------ MATERIAL PROVIDED

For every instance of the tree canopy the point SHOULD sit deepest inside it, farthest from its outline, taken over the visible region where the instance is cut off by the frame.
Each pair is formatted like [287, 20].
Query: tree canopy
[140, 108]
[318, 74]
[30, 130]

------------

• _WHAT THE EXERCISE ASKS_: Write the records out in full, exactly as they read above.

• _EXPECTED ANSWER_:
For every instance of the tree canopy the point SHOULD sit deepest inside it, farthest from its outline, taken over the visible region where the instance is cut off by the frame.
Each pair is formatted like [287, 20].
Query: tree canopy
[140, 108]
[318, 74]
[30, 130]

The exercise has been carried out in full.